*Work instruction*. Print the first line of the records below and every line after it, up to and including the line with "Sample: <point>82,757</point>". Print nothing else.

*Natural language region descriptions*.
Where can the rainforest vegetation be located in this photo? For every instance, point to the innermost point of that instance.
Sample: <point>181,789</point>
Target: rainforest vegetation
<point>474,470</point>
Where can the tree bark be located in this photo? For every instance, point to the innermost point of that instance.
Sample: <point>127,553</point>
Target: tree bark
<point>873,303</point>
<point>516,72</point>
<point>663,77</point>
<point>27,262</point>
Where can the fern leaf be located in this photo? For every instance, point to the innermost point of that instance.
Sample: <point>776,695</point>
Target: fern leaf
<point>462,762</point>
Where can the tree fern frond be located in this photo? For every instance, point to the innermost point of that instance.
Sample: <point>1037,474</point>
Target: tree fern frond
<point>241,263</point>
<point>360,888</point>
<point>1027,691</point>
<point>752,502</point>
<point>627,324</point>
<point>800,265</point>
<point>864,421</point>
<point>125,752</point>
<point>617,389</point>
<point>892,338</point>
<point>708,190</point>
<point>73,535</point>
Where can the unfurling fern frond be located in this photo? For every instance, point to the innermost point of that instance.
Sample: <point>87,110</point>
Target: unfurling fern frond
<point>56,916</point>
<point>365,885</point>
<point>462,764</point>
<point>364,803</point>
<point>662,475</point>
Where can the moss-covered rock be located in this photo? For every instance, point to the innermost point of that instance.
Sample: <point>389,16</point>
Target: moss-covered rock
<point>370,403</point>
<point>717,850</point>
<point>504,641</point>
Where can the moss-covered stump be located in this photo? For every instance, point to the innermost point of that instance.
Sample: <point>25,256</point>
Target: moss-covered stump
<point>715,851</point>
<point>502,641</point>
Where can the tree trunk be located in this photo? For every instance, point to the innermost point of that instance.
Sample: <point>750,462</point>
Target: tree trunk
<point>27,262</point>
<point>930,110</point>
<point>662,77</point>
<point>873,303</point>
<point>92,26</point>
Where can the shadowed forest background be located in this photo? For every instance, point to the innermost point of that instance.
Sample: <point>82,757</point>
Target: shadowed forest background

*Solution*.
Where can the rainforest vegetation be located in this photo? For every instance, point to the innermost point of that instance.
Sample: <point>181,789</point>
Target: rainforest vegetation
<point>474,470</point>
Where can the tree bark be located in this photo? For every instance, point to the innermost point of that instance.
Sample: <point>127,553</point>
Target: tree bark
<point>873,303</point>
<point>516,72</point>
<point>663,77</point>
<point>27,262</point>
Where can the fern leaf be located in this photo? For every instance, point to the innermost point of that instance.
Sample: <point>776,695</point>
Target: fern leaf
<point>462,762</point>
Where can the tree fern frond be located in this photo? For every instance, point to the innermost point of that instance.
Sample: <point>1037,474</point>
Target: tree fern frond
<point>241,263</point>
<point>360,888</point>
<point>1027,691</point>
<point>752,502</point>
<point>627,324</point>
<point>800,265</point>
<point>864,421</point>
<point>125,752</point>
<point>617,389</point>
<point>892,338</point>
<point>708,190</point>
<point>73,535</point>
Where can the unfurling fern frond be located in this photo? For every instance, point to the innermost point of that instance.
Sample: <point>87,110</point>
Target: unfurling fern frond
<point>56,916</point>
<point>365,885</point>
<point>462,764</point>
<point>364,803</point>
<point>662,475</point>
Where can the moss-covered rock be located in this photo? For every instance, point to the innermost point of that instance.
Sample: <point>389,16</point>
Target: moss-covered rock
<point>370,403</point>
<point>717,850</point>
<point>504,641</point>
Where can the moss-covered stump be located in this photo? For every instance, point to the innermost point of that instance.
Sample: <point>25,256</point>
Target: moss-covered stump
<point>715,851</point>
<point>502,641</point>
Where can the tree trunk be located in this photo? For every instance, point to the innermost point of that instance.
Sample: <point>750,462</point>
Target: tree trunk
<point>27,262</point>
<point>930,110</point>
<point>662,77</point>
<point>873,303</point>
<point>92,26</point>
Where can the shadowed forest background be located in this photo? For every instance, point to the innermost point of that instance.
Sample: <point>82,757</point>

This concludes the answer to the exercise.